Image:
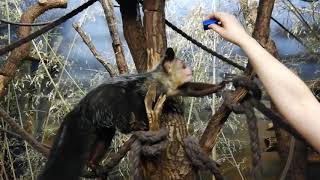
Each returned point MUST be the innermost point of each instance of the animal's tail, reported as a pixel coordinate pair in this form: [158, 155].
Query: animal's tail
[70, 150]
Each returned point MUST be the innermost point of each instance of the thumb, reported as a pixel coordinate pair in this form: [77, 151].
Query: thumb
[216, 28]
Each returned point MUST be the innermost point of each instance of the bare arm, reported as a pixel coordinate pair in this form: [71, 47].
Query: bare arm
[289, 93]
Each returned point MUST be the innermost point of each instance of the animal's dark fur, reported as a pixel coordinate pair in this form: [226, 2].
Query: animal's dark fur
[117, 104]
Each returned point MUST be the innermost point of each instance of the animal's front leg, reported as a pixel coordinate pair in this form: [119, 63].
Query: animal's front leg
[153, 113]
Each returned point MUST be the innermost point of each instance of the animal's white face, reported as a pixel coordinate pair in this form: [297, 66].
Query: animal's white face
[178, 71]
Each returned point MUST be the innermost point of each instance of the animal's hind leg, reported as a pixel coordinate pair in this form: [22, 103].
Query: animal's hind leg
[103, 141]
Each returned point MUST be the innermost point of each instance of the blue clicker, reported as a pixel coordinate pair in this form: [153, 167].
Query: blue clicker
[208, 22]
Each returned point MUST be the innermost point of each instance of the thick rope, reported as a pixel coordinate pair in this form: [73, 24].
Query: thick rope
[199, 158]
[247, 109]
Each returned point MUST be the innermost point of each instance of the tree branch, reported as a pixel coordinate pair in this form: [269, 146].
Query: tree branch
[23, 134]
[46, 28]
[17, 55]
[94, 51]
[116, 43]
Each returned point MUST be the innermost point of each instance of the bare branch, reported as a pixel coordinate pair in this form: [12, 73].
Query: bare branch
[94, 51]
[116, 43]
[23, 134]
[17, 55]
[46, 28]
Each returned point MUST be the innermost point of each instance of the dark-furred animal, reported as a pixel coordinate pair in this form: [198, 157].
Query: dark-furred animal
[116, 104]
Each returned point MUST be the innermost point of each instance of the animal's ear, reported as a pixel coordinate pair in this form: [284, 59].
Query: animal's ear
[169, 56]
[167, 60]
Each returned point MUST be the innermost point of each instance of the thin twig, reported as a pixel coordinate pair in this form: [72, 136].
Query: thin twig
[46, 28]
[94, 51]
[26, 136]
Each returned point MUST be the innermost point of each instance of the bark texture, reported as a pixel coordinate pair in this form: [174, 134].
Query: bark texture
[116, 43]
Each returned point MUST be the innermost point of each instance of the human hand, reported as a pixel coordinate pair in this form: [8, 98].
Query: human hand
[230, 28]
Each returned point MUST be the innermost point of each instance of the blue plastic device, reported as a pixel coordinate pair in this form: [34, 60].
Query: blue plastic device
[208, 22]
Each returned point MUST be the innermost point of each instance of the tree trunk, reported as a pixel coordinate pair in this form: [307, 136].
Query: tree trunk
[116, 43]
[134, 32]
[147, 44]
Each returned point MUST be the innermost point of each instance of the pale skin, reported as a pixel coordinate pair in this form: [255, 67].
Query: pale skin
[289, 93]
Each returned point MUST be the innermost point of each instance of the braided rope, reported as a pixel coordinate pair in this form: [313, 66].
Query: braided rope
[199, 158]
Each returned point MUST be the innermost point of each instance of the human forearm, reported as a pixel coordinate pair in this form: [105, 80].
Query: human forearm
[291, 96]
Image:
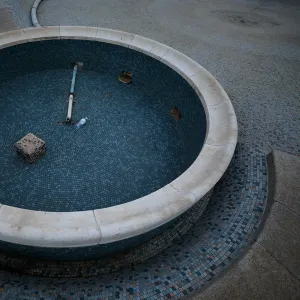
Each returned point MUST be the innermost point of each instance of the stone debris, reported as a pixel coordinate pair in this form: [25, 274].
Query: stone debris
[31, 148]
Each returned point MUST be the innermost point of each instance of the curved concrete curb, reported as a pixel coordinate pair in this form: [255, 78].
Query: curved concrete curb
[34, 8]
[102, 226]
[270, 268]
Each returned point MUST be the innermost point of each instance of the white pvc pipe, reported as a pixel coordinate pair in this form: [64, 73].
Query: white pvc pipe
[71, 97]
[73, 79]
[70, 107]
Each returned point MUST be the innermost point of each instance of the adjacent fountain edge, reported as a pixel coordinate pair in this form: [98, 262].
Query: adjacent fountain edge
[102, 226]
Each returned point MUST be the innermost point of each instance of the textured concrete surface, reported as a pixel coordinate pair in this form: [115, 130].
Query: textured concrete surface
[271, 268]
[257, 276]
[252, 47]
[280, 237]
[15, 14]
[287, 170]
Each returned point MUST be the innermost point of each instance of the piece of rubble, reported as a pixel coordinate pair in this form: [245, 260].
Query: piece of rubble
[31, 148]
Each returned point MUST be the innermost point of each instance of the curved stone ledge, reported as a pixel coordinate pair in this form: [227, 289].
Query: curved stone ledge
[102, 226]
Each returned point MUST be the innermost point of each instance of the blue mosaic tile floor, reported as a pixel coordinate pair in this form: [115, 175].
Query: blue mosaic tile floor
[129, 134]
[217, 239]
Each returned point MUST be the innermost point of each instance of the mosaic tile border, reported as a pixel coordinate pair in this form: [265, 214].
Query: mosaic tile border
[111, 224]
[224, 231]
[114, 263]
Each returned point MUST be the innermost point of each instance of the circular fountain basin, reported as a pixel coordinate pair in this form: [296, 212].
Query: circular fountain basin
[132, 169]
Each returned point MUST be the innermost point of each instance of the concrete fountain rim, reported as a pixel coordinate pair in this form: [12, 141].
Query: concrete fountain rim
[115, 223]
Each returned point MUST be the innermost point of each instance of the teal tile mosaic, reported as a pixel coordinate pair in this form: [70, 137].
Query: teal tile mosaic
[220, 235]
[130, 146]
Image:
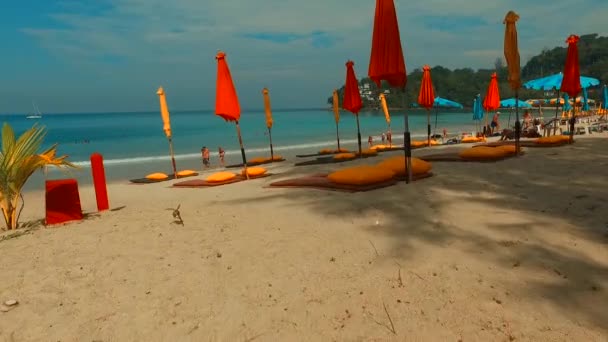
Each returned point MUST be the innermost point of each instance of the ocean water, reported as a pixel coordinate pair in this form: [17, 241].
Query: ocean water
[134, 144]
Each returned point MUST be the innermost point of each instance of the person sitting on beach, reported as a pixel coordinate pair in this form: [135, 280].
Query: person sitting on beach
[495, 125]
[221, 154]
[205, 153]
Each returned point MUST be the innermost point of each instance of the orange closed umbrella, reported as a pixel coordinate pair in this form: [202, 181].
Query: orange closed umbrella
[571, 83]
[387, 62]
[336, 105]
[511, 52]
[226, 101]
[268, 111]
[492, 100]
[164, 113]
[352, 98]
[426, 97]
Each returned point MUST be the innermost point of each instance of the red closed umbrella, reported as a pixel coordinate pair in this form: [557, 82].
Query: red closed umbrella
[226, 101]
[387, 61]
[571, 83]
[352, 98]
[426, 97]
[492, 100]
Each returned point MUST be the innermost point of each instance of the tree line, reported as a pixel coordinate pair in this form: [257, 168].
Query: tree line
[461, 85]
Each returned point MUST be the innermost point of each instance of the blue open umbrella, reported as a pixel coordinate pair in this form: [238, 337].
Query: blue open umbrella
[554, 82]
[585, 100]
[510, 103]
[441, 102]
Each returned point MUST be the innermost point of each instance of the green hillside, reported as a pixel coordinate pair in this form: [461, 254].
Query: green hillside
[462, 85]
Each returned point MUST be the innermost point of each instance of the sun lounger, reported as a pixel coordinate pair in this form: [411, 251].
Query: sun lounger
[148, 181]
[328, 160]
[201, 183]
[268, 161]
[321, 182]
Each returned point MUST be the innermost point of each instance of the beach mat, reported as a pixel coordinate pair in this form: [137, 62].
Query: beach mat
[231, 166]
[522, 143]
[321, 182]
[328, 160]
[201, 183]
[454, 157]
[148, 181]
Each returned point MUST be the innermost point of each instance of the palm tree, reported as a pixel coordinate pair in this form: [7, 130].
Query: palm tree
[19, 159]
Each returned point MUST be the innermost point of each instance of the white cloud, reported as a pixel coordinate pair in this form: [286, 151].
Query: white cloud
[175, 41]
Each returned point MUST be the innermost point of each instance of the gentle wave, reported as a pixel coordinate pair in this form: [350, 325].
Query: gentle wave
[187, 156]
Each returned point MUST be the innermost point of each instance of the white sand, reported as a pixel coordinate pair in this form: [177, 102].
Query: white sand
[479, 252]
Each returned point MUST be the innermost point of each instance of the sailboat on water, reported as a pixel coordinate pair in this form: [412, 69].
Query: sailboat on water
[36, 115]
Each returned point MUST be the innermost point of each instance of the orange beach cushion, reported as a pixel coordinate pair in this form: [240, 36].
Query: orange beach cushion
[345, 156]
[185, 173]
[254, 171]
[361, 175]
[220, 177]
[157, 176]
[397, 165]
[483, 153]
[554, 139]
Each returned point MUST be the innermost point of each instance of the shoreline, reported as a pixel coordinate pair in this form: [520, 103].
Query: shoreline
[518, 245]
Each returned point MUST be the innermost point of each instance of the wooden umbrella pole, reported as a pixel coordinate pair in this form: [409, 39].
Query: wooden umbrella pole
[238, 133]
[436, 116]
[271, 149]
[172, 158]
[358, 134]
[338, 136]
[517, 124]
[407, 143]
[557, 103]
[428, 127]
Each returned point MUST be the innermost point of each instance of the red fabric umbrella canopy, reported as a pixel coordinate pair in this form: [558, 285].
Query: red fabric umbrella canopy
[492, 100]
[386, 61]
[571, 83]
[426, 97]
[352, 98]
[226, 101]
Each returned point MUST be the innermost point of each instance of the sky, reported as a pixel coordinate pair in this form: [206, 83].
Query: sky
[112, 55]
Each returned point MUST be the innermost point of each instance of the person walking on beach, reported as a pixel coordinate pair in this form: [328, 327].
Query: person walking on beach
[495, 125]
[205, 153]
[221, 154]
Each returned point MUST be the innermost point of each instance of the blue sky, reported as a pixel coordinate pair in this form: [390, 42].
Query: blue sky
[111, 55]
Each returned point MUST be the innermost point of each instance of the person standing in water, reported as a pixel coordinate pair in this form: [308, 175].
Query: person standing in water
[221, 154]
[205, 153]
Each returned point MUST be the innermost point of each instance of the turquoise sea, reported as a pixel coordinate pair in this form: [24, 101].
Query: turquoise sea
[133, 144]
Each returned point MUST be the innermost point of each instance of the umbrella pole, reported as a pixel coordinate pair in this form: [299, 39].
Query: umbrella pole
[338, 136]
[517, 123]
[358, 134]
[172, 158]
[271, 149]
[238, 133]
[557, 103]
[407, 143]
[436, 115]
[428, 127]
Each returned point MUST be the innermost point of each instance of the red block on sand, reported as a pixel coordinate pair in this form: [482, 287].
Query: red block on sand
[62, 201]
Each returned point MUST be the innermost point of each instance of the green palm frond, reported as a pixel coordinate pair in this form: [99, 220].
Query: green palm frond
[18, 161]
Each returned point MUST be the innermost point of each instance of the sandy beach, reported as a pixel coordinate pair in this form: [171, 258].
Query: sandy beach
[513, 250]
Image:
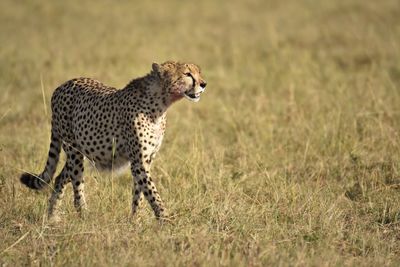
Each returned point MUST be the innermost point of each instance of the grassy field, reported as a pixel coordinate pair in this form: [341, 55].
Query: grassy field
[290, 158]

◇ ◇ ◇ ◇

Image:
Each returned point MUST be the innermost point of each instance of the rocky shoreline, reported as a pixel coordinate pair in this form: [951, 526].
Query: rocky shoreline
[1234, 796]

◇ ◇ ◇ ◇

WHAT NEEDS TO BE DONE: Find each line in the material above that contains the word "hind", and copy every such line out in full.

WRITTEN RESPONSE:
Each returned point MUST be the innermost point of each instance of the animal's hind leg, reported as a pixel coordinate pair in this form: [22, 103].
Query: animal's hind leg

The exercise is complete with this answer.